* Work instructions
1. According to the mine article, why is the mine called Temagami-Lorrain?
2. Repeat the mine article word for word from "Mine in Ontario, Canada" up to and including "the early 1900s.".
*** Source document Section Begins ***
Temagami-Lorrain Mine
- Location: Temagami, Ontario, Canada; 47°06′39.79″N 79°40′58.2″W﻿ / ﻿47.1110528°N 79.682833°W;
- Products: Cobalt, gold, arsenic, silver, nickel, copper

= Temagami-Lorrain Mine =

Mine in Ontario, Canada

Temagami-Lorrain Mine is an abandoned surface and underground mine in Northeastern Ontario, Canada. It is located about 10 km northeast of the town of Temagami near Sauvé Lake in central Cassels Township. It is named after the Temagami-Lorrain Mining Company, which carried out work on the property in the early 1900s.

Development by the Temagami-Lorrain Mining Company consisted of trenching, stripping and sinking of a 35 m shaft in fractured Nipissing diabase. The primary commodities mined at Temagami-Lorrain were cobalt and gold. Secondary commodities included arsenic, silver, nickel and copper. In 1925, samples from the waste rock dump showed considerable cobalt bloom and one of the richest had an analysis of 5.87% cobalt, 0.12% nickel, 1.08% copper, 12.48% iron, 14.17% sulfur, 10.39% arsenic, 1.08 oz of gold and traces of silver. Exploration in 2005 assayed low silver to 37 g of gold per ton.
*** Source document Section Ends ***
*** Data listing Section Begins ***
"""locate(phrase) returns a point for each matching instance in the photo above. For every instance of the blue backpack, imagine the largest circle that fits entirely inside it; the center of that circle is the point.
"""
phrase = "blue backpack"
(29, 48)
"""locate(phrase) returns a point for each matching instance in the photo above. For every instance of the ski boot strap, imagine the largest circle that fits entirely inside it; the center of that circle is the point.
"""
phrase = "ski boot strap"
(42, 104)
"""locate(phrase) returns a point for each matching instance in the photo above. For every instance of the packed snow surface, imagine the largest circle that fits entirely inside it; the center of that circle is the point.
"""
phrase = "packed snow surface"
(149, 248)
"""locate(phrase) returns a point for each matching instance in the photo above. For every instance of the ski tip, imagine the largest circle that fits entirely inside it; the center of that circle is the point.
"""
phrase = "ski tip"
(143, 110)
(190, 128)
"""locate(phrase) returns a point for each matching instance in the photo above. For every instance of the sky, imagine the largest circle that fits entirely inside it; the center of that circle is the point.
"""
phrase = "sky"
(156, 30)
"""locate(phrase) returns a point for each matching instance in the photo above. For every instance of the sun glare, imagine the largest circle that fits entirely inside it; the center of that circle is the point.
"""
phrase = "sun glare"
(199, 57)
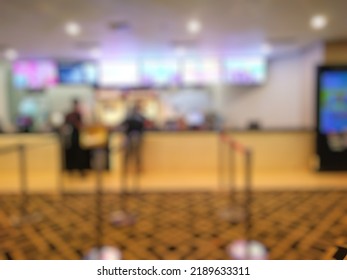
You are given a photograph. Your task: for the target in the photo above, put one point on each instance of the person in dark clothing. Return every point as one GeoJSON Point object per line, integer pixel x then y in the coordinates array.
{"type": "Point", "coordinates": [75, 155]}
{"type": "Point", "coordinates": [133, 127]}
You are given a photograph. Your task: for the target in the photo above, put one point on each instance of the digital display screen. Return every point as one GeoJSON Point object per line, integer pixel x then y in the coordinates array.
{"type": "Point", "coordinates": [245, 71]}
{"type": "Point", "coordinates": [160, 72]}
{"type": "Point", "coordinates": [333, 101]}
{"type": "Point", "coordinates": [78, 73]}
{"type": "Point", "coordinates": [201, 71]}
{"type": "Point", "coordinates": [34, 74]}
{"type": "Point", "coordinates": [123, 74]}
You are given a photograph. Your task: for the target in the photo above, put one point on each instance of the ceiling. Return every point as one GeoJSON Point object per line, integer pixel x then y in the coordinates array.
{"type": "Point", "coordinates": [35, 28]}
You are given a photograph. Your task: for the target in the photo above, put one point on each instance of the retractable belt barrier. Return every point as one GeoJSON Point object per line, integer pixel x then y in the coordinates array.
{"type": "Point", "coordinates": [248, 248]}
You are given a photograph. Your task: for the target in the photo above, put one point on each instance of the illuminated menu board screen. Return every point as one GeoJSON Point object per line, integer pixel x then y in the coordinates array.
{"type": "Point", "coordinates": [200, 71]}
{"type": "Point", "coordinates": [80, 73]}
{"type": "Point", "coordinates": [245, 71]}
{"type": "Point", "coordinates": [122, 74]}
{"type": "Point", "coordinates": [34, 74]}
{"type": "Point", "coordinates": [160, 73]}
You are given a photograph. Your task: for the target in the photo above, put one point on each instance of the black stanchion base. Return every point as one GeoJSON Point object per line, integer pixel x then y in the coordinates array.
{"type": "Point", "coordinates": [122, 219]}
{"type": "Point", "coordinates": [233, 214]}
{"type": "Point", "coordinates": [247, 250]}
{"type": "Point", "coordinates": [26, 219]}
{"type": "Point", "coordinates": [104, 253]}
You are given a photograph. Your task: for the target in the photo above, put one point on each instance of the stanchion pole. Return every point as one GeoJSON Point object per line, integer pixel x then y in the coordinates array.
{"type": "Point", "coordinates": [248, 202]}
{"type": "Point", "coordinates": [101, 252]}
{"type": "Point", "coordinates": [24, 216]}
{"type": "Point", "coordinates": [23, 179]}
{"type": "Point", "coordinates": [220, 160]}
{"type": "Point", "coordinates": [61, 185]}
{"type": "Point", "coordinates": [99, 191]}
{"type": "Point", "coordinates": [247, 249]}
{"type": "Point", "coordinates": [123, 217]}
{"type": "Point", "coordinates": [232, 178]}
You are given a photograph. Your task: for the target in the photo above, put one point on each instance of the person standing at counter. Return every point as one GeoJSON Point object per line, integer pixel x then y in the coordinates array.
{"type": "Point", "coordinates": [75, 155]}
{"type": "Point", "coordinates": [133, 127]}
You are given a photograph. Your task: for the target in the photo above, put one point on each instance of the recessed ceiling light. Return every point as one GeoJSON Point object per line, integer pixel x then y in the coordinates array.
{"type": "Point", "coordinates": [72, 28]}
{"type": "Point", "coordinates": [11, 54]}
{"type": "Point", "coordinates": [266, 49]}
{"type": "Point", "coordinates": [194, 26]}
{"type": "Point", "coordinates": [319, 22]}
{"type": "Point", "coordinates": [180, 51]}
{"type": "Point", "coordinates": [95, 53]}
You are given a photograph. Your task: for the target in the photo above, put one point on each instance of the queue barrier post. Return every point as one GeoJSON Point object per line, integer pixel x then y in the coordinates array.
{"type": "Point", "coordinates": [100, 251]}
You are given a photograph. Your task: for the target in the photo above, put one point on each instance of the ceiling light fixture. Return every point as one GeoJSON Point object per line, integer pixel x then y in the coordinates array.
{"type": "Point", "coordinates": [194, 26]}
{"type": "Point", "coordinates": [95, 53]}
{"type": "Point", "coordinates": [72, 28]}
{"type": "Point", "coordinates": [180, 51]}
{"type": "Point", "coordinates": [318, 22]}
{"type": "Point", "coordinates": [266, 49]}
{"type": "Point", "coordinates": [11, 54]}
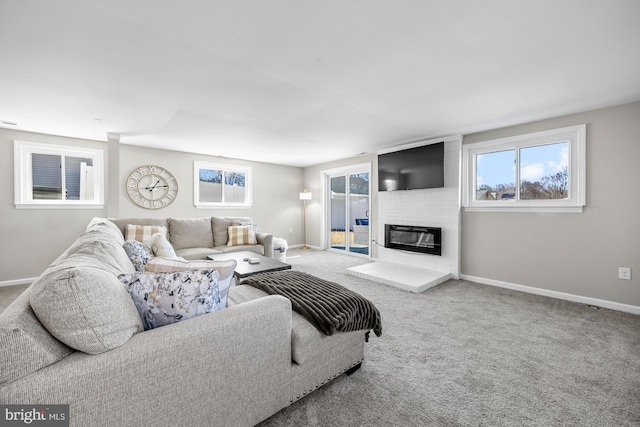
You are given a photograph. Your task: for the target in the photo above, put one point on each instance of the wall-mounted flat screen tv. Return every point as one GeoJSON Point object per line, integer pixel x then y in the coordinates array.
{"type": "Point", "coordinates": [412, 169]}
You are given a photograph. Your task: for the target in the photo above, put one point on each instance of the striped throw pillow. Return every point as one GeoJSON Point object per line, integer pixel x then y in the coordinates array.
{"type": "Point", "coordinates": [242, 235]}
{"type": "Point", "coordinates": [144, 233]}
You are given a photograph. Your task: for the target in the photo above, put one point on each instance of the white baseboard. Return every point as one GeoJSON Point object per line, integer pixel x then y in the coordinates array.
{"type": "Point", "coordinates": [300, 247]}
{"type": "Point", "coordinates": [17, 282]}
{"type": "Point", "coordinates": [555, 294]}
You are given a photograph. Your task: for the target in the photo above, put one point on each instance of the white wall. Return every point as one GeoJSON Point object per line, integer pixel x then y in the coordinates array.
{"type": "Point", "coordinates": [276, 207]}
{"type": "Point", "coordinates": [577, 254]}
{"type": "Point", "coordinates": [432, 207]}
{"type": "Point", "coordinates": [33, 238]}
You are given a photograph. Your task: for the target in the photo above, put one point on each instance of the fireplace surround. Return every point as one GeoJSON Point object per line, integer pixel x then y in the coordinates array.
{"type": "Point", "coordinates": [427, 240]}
*** Data listing Section Ends ***
* Solutions in order
1. The mine takes its name from the Temagami-Lorrain Mining Company, which worked the property in the early 1900s.

2.
Mine in Ontario, Canada

Temagami-Lorrain Mine is an abandoned surface and underground mine in Northeastern Ontario, Canada. It is located about 10 km northeast of the town of Temagami near Sauvé Lake in central Cassels Township. It is named after the Temagami-Lorrain Mining Company, which carried out work on the property in the early 1900s.